-- Begin EXTRACT PROVIDED --

Democratic Republic of Congo: Allied Democratic Forces

Another little-known rebel group wreaks havoc in the eastern Congo

The M23 is the armed group which has featured most prominently in the eastern Democratic Republic of Congo (DRC) in the past year. This rebel group of several thousand, with close links to Rwanda and a long history of destabilising North and South Kivu provinces, recently ended its 18-month insurgency.

But just a bit further north, up the road towards the commercial trading centres of Beni and Butembo, in what is known as the Grand Nord, is the home of one of the oldest armed groups in this volatile region, the somewhat less well-known Allied Democratic Forces (ADF). Its presence in the DRC dates back to the 1995, when a sick and beleaguered Mobutu Sese Seko was still in power in Kinshasa, the capital. Its main enemy, the government of Ugandan President Yoweri Museveni, has declared it dead many times. But it has made a dramatic comeback in the last several years, which has prompted observers to speculate about the source of its newfound strength.

-- End EXTRACT PROVIDED --
-- Begin DATA EXCERPTS --

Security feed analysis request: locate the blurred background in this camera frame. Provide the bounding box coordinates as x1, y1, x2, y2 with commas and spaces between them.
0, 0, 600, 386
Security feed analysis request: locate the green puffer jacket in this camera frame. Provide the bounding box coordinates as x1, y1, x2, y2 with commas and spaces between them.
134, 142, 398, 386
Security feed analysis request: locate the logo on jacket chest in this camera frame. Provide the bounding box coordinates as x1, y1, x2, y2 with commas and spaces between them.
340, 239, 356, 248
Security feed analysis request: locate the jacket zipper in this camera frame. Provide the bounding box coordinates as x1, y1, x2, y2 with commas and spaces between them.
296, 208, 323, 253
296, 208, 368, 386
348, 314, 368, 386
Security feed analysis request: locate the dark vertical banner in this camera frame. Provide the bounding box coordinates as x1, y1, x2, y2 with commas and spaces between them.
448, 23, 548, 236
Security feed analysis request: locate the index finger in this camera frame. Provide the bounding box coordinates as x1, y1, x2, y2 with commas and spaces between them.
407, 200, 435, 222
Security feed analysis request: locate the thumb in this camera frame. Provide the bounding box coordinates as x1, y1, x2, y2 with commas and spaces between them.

-- End DATA EXCERPTS --

Please write out a passage from the article on the Allied Democratic Forces word for word, beginning at the words "But just a bit" and stopping after "its newfound strength.". These records have no connection to the article on the Allied Democratic Forces.

But just a bit further north, up the road towards the commercial trading centres of Beni and Butembo, in what is known as the Grand Nord, is the home of one of the oldest armed groups in this volatile region, the somewhat less well-known Allied Democratic Forces (ADF). Its presence in the DRC dates back to the 1995, when a sick and beleaguered Mobutu Sese Seko was still in power in Kinshasa, the capital. Its main enemy, the government of Ugandan President Yoweri Museveni, has declared it dead many times. But it has made a dramatic comeback in the last several years, which has prompted observers to speculate about the source of its newfound strength.